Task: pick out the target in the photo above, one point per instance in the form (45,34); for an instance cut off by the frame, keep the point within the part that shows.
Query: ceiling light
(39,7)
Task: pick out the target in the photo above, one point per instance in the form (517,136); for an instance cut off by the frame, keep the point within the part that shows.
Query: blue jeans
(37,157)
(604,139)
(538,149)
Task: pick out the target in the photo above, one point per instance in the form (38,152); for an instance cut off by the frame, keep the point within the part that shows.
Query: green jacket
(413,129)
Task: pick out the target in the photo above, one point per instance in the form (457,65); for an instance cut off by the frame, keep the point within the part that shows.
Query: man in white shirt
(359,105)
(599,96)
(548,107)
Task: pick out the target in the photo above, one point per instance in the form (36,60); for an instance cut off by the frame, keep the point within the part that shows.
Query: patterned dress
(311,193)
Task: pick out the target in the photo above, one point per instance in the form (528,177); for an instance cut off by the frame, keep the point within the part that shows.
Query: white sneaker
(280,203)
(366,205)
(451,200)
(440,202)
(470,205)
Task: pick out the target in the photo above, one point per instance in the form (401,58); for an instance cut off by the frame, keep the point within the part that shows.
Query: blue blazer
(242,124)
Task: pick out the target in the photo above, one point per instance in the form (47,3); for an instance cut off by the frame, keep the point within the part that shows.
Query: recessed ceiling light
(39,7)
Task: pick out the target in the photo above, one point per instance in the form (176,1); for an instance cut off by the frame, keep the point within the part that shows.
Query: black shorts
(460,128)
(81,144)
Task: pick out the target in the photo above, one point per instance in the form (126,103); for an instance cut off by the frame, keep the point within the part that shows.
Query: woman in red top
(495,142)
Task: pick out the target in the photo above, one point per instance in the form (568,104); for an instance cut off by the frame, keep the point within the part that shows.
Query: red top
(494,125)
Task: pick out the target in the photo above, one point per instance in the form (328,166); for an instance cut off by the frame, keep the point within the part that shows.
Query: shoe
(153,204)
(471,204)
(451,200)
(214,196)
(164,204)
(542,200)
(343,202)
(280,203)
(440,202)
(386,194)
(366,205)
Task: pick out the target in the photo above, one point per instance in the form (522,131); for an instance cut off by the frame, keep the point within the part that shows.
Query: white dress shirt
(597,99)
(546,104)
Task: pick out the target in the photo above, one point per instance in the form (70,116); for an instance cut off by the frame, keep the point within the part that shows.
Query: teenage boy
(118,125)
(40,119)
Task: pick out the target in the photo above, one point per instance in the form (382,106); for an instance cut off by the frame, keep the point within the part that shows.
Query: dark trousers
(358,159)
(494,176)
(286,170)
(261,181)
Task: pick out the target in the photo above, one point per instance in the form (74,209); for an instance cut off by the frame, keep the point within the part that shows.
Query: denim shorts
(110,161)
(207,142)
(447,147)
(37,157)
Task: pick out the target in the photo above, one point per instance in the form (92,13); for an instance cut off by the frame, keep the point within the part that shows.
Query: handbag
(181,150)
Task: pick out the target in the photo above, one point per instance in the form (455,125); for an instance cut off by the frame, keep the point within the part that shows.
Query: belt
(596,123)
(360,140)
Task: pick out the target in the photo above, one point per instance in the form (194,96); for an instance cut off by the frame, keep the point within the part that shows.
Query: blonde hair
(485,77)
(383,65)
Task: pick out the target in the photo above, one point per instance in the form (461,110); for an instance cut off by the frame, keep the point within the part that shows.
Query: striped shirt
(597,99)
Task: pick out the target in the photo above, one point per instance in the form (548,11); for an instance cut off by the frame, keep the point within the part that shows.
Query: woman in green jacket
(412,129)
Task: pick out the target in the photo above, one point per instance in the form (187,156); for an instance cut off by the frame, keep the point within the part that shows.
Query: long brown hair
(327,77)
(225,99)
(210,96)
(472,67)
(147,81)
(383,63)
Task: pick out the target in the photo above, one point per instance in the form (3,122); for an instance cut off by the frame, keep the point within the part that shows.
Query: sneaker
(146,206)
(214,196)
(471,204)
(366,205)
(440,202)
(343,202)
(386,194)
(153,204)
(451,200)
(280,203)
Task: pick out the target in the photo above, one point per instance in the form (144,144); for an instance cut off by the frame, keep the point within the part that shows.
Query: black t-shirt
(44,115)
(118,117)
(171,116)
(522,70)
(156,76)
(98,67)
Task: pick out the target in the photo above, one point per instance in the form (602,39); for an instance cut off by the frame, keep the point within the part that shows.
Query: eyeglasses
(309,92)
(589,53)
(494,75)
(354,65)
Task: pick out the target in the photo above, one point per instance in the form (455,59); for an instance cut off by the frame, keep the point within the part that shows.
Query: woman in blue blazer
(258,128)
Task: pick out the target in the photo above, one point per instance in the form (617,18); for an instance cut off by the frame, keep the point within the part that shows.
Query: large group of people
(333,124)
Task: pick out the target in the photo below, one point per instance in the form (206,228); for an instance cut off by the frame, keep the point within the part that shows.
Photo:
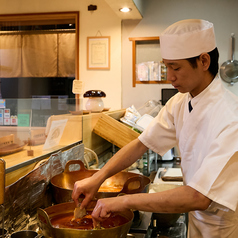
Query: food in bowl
(86,222)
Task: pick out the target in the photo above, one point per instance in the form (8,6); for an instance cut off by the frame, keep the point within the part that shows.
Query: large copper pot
(122,182)
(45,217)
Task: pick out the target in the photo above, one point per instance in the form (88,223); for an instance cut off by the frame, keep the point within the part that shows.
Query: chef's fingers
(101,212)
(85,201)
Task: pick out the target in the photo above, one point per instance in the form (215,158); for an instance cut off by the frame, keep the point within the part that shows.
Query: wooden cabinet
(146,49)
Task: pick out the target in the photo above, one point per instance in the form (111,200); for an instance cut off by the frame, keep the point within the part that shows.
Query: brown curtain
(37,55)
(10,56)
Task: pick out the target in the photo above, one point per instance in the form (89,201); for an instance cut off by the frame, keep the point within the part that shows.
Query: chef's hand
(86,187)
(106,206)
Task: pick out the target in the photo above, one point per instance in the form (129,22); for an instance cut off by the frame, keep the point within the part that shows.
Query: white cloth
(187,38)
(207,140)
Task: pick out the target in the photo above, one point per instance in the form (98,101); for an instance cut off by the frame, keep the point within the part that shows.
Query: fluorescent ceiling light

_EXERCISE_
Recast the records above as a Markdown table with two columns, Row and Line, giving each nonblank line its own row numbered in order and skipping blank lines. Leave the pictures out.

_WORKED SOLUTION_
| Row | Line |
|---|---|
| 1 | Task: pick out the target in the photo above, one point per instance in the form (45,34); for an instance cut off by the frame, keep the point within the part that shows. |
| 2 | Query: ceiling light |
| 3 | (39,7) |
| 4 | Task: pick out the target in the photo above, one point per instance in the form (517,136); for an instance cut off by the frame, keep the point within the part that shows. |
| 5 | Query: blue jeans |
| 6 | (37,157) |
| 7 | (604,139) |
| 8 | (538,149) |
| 9 | Task: pick out the target in the photo above, one point per instance in the form (38,152); for an instance cut off by the frame, keep the point within the part that shows. |
| 10 | Query: green jacket |
| 11 | (413,129) |
| 12 | Task: pick out the target in the photo above, one point per instance in the form (457,65); for an instance cut off by the frame, keep the point within the part that shows. |
| 13 | Query: man in white shirt |
| 14 | (359,105) |
| 15 | (599,96) |
| 16 | (548,107) |
| 17 | Task: pick out the target in the photo above, one point per instance in the form (36,60); for an instance cut off by the frame, keep the point within the part that shows. |
| 18 | Query: patterned dress |
| 19 | (311,193) |
| 20 | Task: pick out the target in the photo above, one point per instance in the form (528,177); for an instance cut off by the frame, keep the point within the part that shows. |
| 21 | Query: white sneaker |
| 22 | (280,203) |
| 23 | (366,205) |
| 24 | (451,200) |
| 25 | (440,202) |
| 26 | (470,205) |
| 27 | Task: pick out the target in the photo above, one point per instance in the form (401,58); for an instance cut off by the frame, keep the point within the part that shows. |
| 28 | Query: blue blazer |
| 29 | (242,124) |
| 30 | Task: pick out the target in the photo above, one point per instance in the form (47,3); for an instance cut off by the frame, keep the point within the part that shows. |
| 31 | Query: recessed ceiling light |
| 32 | (39,7) |
| 33 | Task: pick out the target in the photo above, one point per instance in the form (176,1); for an instance cut off by the frame, keep the point within the part that shows. |
| 34 | Query: black shorts |
| 35 | (460,128) |
| 36 | (81,144) |
| 37 | Task: pick out the target in the photo above, one point per instance in the form (126,103); for an instance cut off by the frame, keep the point within the part that shows. |
| 38 | Query: woman in red top |
| 39 | (495,142) |
| 40 | Task: pick out the target in the photo above, one point per instance in the form (568,104); for an instance cut off by the frame, keep the point within the part that shows. |
| 41 | Query: red top |
| 42 | (494,125) |
| 43 | Task: pick out the target in the photo above, one point per instance in the form (328,166); for an instance cut off by the frame, keep the point within the part that shows. |
| 44 | Query: shoe |
| 45 | (153,204) |
| 46 | (471,204) |
| 47 | (451,200) |
| 48 | (214,196) |
| 49 | (164,204) |
| 50 | (542,200) |
| 51 | (343,202) |
| 52 | (280,203) |
| 53 | (440,202) |
| 54 | (386,194) |
| 55 | (366,205) |
| 56 | Task: pick out the target in the photo above, one point per instance in the form (522,131); for an instance cut off by the frame, keep the point within the part that shows. |
| 57 | Query: white dress shirt |
| 58 | (597,99) |
| 59 | (546,104) |
| 60 | Task: pick out the target in the photo above, one point per instance in the form (70,116); for an instance cut off by the frame, keep the point within the part that shows. |
| 61 | Query: teenage boy |
| 62 | (118,125) |
| 63 | (40,119) |
| 64 | Task: pick out the target in the photo above, one point per instance in the form (382,106); for an instance cut off by the frame, keep the point within the part that shows. |
| 65 | Query: dark trousers |
| 66 | (358,159) |
| 67 | (494,176) |
| 68 | (286,170) |
| 69 | (261,181) |
| 70 | Task: pick out the target in the photo above, one point per instance in the form (74,209); for an instance cut off by the frame, keep the point within the part that shows. |
| 71 | Query: denim shorts |
| 72 | (110,161) |
| 73 | (207,142) |
| 74 | (447,147) |
| 75 | (37,157) |
| 76 | Task: pick out the target in the photo above, one point per instance in the form (92,13); for an instance cut off by the frame, keep the point within the part that shows. |
| 77 | Query: handbag |
| 78 | (181,150) |
| 79 | Task: pick out the target in the photo above, one point per instance in the form (455,125); for an instance cut off by the frame, keep the point within the part that shows. |
| 80 | Query: belt |
| 81 | (596,123) |
| 82 | (360,140) |
| 83 | Task: pick out the target in the photo above, one point per instance in the form (194,96); for an instance cut off by the frame, keep the point within the part that shows. |
| 84 | Query: blonde hair |
| 85 | (485,77) |
| 86 | (383,65) |
| 87 | Task: pick out the target in the photo above, one point per instance in the form (461,110); for an instance cut off by the frame, keep the point within the part that shows. |
| 88 | Query: striped shirt |
| 89 | (597,99) |
| 90 | Task: pick out the target in the photo above, one point per instance in the form (548,11); for an instance cut off by the frame, keep the point within the part that shows. |
| 91 | Query: woman in green jacket |
| 92 | (412,129) |
| 93 | Task: pick out the target in the photo above, one point per instance in the form (187,156); for an instance cut off by the frame, keep the point within the part that shows. |
| 94 | Query: long brown hair |
| 95 | (327,77) |
| 96 | (225,99) |
| 97 | (210,96) |
| 98 | (472,67) |
| 99 | (147,81) |
| 100 | (383,63) |
| 101 | Task: pick out the target in the photo above, one point per instance in the form (3,122); for an instance cut off by the frame, keep the point within the part that shows. |
| 102 | Query: sneaker |
| 103 | (146,206) |
| 104 | (214,196) |
| 105 | (471,204) |
| 106 | (366,205) |
| 107 | (440,202) |
| 108 | (343,202) |
| 109 | (386,194) |
| 110 | (153,204) |
| 111 | (451,200) |
| 112 | (280,203) |
| 113 | Task: pick out the target in the photo above, one point per instance in the form (144,144); for an instance cut off by the frame, keep the point within the part that shows. |
| 114 | Query: black t-shirt |
| 115 | (44,115) |
| 116 | (118,117) |
| 117 | (171,116) |
| 118 | (522,70) |
| 119 | (156,76) |
| 120 | (98,67) |
| 121 | Task: pick out the target in the photo above, one point per instance in the form (602,39); for an instance cut off by the frame, keep the point within the part that shows. |
| 122 | Query: eyeglasses |
| 123 | (309,92) |
| 124 | (589,53) |
| 125 | (494,75) |
| 126 | (354,65) |
| 127 | Task: pick out the target in the photo above, one point per instance in the form (455,59); for an instance cut off by the frame, keep the point within the part that shows. |
| 128 | Query: woman in blue blazer |
| 129 | (258,128) |
| 130 | Task: pick out the target in the photo above, one point per instance in the form (617,18); for an instance cut off by the frame, keep the point within the part that shows. |
| 131 | Query: large group of people |
| 132 | (333,124) |
| 133 | Task: pick out the target in the photo below, one point per instance in the form (206,228); for an instance cut off by the frame, keep the point within the part that shows. |
| 134 | Photo: |
| 135 | Query: food in bowl |
| 136 | (86,222) |
| 137 | Task: pick out the target in the photo above, one point per instance in the form (8,6); for an instance cut off by the frame, keep the point within the part that shows. |
| 138 | Query: large copper pot |
| 139 | (122,182) |
| 140 | (45,217) |
| 141 | Task: pick out the target in the photo above, one point per instance in the form (88,223); for an instance cut off by the frame, keep the point within the part that shows. |
| 142 | Query: chef's fingers |
| 143 | (101,212) |
| 144 | (85,201) |
| 145 | Task: pick out the target in the photo above, one point per instance in the form (215,158); for an instance cut off by the frame, keep the point within the part that shows. |
| 146 | Query: wooden cabinet |
| 147 | (146,49) |
| 148 | Task: pick out the target in the photo above, one point per instance in the form (111,200); for an instance cut off by the frame, keep the point within the part that shows. |
| 149 | Query: brown curtain |
| 150 | (37,55) |
| 151 | (10,56) |
| 152 | Task: pick out the target in the photo above, one point per instance in the form (89,201); for an instance cut off by the frame, keep the point within the part that shows. |
| 153 | Query: chef's hand |
| 154 | (86,187) |
| 155 | (106,206) |
| 156 | Task: pick out the target in the photo above, one point per instance in the form (129,22); for an instance cut off by the frame, keep the point within the part that shows. |
| 157 | Query: white cloth |
| 158 | (187,38) |
| 159 | (207,140) |
| 160 | Task: pick out the target in the photo above, one point per instance in the form (98,101); for an instance cut off by the frame, keep the point within the part that shows. |
| 161 | Query: fluorescent ceiling light |